------ Selected excerpt

SodLearn when to choose a sod lawn
Cost of a sod lawn
On average, a professionally-installed sod lawn costs about $3.50 per square foot, with an additional $2 per square foot for the sprinkler system.
A sod lawn is the most popular type of lawn for homeowners, because it is easier to establish than seed, has instant appeal, and is more reasonably priced than artificial turf. However, a sod lawn may not be the right choice in every circumstance. Learn more about the benefits and drawbacks of working with sod.
Pros and cons of sod
- A sod lawn looks great as soon as it is installed. When you are writing a large check to your landscaper, it helps to be able to look out at your beautiful landscape and enjoy that finished look.
- After installation, there is no waiting period before you can walk on a sod lawn. A seeded lawn, by contrast, may need two or more months to establish before tolerating foot traffic.

------------
------ Stored records

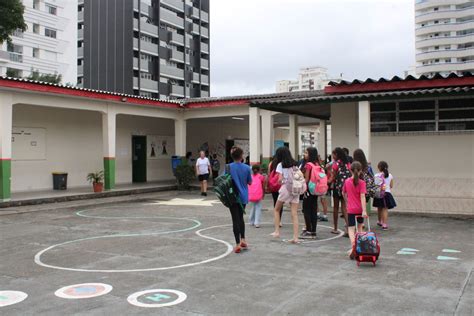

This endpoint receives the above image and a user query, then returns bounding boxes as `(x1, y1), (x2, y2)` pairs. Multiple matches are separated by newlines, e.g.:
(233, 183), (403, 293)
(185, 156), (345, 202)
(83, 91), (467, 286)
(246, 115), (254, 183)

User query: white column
(174, 118), (186, 157)
(358, 101), (370, 161)
(318, 120), (328, 160)
(102, 109), (117, 190)
(260, 110), (274, 162)
(249, 107), (262, 165)
(288, 114), (299, 159)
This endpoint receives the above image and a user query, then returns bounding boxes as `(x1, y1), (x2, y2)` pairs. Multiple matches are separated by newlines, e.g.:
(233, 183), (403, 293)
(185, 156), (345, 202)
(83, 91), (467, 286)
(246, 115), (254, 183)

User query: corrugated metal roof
(251, 87), (474, 105)
(328, 71), (474, 86)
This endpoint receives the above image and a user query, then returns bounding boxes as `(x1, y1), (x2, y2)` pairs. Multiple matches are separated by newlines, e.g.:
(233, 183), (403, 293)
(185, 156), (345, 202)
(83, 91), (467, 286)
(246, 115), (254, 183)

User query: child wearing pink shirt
(249, 165), (265, 228)
(342, 161), (367, 259)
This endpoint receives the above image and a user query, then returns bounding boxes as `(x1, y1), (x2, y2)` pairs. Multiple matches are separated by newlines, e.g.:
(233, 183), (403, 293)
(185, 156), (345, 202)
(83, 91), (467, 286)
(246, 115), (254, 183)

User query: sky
(210, 0), (415, 96)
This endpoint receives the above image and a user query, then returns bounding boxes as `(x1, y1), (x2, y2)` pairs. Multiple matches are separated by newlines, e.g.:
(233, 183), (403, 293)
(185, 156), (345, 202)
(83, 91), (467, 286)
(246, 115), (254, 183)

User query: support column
(0, 94), (13, 202)
(288, 114), (299, 160)
(358, 101), (370, 161)
(318, 120), (328, 160)
(102, 111), (117, 190)
(249, 107), (262, 165)
(260, 110), (274, 166)
(174, 118), (186, 157)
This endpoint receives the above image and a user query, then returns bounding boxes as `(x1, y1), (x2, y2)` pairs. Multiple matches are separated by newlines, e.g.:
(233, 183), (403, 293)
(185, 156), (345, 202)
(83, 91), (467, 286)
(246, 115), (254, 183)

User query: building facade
(415, 0), (474, 76)
(276, 66), (342, 92)
(77, 0), (209, 99)
(0, 0), (77, 85)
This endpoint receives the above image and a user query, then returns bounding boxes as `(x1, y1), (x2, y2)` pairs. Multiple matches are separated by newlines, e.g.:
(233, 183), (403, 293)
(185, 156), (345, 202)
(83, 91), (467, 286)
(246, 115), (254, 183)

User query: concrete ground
(0, 192), (474, 315)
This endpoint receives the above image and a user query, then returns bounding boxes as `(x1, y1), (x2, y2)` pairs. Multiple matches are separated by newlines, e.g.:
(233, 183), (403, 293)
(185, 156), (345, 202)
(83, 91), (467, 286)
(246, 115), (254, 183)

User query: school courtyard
(0, 191), (474, 315)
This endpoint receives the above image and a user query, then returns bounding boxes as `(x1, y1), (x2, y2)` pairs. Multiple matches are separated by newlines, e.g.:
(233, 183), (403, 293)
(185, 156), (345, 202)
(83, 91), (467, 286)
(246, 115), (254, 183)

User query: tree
(0, 0), (28, 44)
(26, 69), (62, 84)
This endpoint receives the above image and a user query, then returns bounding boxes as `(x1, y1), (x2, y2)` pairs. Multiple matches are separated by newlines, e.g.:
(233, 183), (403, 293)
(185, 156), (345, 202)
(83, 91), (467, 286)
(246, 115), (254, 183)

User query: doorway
(132, 136), (147, 183)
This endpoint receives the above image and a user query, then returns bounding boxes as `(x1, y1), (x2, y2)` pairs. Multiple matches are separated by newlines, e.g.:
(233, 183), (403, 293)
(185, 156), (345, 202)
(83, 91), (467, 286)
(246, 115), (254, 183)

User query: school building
(0, 73), (474, 215)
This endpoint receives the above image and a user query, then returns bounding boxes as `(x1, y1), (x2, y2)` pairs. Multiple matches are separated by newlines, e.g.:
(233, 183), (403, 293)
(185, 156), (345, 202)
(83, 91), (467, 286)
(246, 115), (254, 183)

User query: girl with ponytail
(342, 161), (367, 259)
(373, 161), (397, 230)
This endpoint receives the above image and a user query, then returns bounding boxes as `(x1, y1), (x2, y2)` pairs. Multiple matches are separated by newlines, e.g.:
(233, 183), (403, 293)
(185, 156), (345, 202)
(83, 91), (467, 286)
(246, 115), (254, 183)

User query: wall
(12, 105), (103, 192)
(12, 105), (174, 192)
(116, 115), (174, 183)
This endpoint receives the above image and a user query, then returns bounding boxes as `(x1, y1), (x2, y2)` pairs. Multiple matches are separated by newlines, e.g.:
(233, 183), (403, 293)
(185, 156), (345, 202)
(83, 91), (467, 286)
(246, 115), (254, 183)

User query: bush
(175, 163), (195, 190)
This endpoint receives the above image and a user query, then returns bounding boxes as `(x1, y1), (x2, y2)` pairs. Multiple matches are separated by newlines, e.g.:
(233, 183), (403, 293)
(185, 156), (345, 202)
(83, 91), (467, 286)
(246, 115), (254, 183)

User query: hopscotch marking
(127, 289), (187, 308)
(54, 283), (112, 300)
(0, 291), (28, 307)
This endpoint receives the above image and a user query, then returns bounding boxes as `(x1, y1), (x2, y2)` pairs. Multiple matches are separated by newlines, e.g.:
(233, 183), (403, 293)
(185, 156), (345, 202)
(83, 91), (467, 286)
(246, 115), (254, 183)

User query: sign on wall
(146, 135), (175, 159)
(12, 127), (46, 160)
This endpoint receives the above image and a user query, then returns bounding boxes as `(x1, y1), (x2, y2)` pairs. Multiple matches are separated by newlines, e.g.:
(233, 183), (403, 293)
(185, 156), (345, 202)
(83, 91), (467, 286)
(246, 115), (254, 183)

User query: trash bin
(53, 172), (67, 190)
(171, 156), (181, 174)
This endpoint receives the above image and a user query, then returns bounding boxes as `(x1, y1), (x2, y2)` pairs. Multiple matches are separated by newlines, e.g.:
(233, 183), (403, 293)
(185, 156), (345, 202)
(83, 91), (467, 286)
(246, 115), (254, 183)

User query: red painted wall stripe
(0, 79), (182, 109)
(324, 77), (474, 94)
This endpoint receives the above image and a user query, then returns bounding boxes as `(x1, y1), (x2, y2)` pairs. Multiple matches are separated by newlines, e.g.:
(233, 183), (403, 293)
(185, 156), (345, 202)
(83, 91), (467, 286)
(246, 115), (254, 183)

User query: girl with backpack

------------

What to do:
1. According to the sod lawn text, why is sod the most popular type of lawn for homeowners? Answer in one to three sentences.
2. Could you pick up the text on sod lawns after its last sentence and write the next part?

Responses in order:
1. Sod is easier to establish than seed and has instant appeal. It is also more reasonably priced than artificial turf.

2.
- Because a sod lawn is already growing when it’s installed, it is better able to outcompete weeds than is a seeded lawn.
- Sod has a better success rate than seed. Grass seed needs warmth, plenty of regular water, protection from birds, and a lack of foot traffic to establish well, so there is more opportunity for things to go wrong than with sod.
- Turfgrass stays cool under the beating sun, so if you, your children, or pets like to walk barefoot on the lawn, real grass of any kind is a better choice than artificial turf.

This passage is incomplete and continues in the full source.